(What is being asked):
Can you give the stretch of material from the start through the line containing "(138, 1007)" again, with "balcony" swapped for "terrace" and nothing else changed?

▶

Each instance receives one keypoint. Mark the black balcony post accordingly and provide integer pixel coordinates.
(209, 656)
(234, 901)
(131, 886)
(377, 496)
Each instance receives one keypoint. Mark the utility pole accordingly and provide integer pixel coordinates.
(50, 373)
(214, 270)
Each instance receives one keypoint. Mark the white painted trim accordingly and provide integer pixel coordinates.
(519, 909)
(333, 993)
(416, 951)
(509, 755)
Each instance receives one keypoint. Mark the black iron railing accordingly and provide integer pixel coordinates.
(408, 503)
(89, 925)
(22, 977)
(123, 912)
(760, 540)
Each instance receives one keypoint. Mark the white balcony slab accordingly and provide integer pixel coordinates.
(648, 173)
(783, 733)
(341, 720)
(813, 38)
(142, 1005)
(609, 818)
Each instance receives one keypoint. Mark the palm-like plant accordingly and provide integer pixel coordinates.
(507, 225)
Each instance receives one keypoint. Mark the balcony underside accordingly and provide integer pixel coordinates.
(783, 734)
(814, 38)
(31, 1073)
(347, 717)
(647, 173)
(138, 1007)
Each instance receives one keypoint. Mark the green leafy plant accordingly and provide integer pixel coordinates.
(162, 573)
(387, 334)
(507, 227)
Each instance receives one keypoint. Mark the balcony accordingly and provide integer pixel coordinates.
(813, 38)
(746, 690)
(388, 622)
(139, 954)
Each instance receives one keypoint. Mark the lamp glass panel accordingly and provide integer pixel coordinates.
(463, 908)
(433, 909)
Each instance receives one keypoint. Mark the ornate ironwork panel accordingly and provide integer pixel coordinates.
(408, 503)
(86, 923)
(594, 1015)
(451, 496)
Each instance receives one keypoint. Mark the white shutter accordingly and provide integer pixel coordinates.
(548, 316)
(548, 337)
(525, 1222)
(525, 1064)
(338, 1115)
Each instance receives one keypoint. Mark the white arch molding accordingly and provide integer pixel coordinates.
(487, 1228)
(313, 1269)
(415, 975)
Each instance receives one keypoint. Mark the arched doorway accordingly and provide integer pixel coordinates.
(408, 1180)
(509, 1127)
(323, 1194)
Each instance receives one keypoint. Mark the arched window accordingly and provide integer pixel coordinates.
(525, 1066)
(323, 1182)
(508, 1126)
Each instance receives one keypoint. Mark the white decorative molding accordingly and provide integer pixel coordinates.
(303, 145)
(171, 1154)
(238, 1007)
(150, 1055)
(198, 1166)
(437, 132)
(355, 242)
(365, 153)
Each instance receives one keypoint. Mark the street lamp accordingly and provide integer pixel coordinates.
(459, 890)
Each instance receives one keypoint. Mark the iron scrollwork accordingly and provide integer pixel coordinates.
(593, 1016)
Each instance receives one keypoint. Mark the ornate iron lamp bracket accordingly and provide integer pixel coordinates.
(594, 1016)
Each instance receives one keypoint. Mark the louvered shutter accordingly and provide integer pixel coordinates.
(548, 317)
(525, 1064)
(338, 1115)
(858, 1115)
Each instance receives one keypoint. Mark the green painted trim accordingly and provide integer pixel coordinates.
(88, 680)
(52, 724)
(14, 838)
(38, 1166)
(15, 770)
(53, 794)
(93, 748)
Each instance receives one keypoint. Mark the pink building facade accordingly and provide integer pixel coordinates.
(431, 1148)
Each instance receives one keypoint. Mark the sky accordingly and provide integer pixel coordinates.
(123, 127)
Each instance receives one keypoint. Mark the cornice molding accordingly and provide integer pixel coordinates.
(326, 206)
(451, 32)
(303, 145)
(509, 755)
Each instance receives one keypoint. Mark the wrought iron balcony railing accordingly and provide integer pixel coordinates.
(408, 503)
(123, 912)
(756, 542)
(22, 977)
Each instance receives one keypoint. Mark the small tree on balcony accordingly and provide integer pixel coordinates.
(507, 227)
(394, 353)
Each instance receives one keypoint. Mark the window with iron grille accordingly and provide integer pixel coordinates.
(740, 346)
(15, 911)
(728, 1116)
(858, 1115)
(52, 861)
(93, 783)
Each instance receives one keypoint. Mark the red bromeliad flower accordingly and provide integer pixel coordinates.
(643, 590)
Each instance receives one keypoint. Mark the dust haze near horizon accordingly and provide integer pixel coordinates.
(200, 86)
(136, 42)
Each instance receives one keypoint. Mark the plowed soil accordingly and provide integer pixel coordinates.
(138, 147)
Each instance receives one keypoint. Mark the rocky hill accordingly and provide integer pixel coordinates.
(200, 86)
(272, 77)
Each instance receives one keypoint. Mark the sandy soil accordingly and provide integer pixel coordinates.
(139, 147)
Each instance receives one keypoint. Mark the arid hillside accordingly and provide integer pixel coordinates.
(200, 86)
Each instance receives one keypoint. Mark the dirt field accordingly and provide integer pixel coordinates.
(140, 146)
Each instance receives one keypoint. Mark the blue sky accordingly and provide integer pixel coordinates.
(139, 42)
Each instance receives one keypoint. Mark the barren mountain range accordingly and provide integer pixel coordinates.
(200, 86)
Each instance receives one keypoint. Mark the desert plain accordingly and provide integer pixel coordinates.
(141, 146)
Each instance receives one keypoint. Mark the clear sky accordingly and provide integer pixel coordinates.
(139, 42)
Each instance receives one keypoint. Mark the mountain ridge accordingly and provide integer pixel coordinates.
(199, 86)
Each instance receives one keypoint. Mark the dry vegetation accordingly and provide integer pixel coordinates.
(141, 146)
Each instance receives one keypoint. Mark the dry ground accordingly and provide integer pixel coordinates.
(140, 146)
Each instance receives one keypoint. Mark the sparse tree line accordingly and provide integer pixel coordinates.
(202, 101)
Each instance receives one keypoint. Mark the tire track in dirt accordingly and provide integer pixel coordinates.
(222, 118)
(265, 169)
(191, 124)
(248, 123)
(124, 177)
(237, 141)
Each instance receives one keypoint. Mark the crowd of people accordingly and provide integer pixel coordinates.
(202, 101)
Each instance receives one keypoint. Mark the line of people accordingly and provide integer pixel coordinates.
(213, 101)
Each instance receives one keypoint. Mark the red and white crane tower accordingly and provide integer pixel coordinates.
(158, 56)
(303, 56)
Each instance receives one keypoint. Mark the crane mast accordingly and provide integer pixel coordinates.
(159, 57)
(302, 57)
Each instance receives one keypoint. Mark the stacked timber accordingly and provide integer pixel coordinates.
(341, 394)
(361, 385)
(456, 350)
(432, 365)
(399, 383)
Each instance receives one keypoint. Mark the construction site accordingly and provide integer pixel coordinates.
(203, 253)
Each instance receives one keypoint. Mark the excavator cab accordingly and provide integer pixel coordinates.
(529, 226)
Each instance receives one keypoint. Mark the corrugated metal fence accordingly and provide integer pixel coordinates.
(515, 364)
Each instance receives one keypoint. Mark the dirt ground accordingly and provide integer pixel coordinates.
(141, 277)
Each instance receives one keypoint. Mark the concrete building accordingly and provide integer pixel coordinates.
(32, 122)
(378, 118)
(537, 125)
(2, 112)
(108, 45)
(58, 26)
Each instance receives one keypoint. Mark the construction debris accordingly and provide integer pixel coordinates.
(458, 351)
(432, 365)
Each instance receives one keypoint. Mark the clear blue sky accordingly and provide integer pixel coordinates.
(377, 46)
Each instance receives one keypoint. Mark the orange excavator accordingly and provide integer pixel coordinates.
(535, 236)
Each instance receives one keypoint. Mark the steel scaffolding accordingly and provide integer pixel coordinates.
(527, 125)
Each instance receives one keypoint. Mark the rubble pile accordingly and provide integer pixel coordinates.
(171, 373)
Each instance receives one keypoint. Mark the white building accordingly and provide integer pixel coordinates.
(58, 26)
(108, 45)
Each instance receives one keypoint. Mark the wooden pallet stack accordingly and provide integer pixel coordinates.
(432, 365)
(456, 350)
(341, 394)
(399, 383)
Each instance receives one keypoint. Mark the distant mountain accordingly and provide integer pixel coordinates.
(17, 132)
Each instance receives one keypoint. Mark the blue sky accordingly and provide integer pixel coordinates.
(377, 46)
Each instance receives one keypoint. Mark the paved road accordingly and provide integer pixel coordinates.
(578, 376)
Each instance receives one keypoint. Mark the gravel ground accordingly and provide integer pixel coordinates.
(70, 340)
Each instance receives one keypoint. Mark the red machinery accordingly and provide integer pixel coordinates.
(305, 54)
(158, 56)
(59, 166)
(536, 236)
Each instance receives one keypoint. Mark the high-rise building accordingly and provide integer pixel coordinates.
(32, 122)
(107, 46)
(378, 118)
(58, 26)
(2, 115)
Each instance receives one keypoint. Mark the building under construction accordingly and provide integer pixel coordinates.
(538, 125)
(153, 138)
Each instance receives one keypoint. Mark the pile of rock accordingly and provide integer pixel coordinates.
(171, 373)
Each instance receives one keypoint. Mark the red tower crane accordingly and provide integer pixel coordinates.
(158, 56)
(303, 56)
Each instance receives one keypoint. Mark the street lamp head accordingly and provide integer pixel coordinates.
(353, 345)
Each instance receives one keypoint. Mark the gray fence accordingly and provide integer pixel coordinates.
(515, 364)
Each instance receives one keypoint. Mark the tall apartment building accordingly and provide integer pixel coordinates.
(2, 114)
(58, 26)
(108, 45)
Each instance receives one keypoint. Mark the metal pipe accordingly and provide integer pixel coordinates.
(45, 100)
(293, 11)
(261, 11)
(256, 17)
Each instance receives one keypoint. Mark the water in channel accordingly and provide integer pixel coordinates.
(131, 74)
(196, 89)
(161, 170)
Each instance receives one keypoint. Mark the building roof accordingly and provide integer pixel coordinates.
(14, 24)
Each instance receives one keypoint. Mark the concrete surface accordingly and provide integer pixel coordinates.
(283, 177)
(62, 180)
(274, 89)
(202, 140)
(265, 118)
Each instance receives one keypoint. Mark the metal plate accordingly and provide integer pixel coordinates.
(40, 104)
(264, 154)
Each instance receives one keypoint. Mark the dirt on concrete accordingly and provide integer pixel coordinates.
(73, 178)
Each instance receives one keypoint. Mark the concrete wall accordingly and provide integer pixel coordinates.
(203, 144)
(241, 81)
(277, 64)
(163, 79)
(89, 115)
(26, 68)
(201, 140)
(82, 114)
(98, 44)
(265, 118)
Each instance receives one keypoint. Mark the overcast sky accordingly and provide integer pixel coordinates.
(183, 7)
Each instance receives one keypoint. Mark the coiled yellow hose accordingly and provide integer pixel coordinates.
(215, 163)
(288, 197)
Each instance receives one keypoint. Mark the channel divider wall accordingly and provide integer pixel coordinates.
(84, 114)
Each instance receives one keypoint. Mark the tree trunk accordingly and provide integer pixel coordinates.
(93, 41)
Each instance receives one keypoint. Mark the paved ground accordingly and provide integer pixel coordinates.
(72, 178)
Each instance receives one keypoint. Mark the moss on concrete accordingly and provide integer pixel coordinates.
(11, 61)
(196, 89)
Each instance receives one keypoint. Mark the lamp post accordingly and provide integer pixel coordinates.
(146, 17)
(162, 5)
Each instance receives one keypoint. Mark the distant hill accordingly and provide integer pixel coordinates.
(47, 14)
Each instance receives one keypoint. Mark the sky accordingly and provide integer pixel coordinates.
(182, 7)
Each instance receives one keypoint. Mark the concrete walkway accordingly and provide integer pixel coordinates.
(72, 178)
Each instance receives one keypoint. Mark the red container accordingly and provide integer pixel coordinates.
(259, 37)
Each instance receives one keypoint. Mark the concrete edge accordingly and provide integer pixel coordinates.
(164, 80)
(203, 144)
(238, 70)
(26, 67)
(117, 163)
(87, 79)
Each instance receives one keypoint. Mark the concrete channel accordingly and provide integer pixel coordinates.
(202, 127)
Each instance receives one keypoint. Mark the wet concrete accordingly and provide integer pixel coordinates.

◀

(Reply to the task):
Each instance receives one keypoint. Mark the black terrace post accordingly and provide integer pixel coordinates.
(209, 656)
(234, 901)
(131, 886)
(377, 496)
Each instance receives one keypoint. Mark the utility pole accordingly and provide integer pixel coordinates.
(50, 373)
(214, 270)
Each instance receives one keypoint. Mark the white painted trim accordingly and provide integer pixel coordinates.
(519, 909)
(333, 993)
(416, 951)
(509, 755)
Each instance receives one keypoint. Mark the black iron railing accordingly and provide integer pixel coordinates.
(408, 503)
(89, 925)
(22, 977)
(123, 912)
(760, 540)
Each instance receives one keypoint. Mark the white terrace slab accordingly and provide integer pixel coordinates.
(648, 173)
(783, 733)
(341, 720)
(813, 38)
(142, 1005)
(609, 818)
Each instance receives one keypoint. Mark the palm-like plant accordingly and provide integer pixel coordinates.
(507, 225)
Each instance receives one keypoint. Mark the terrace underside accordingly and provide integer pixel coordinates.
(783, 734)
(814, 38)
(31, 1073)
(347, 717)
(647, 173)
(138, 1007)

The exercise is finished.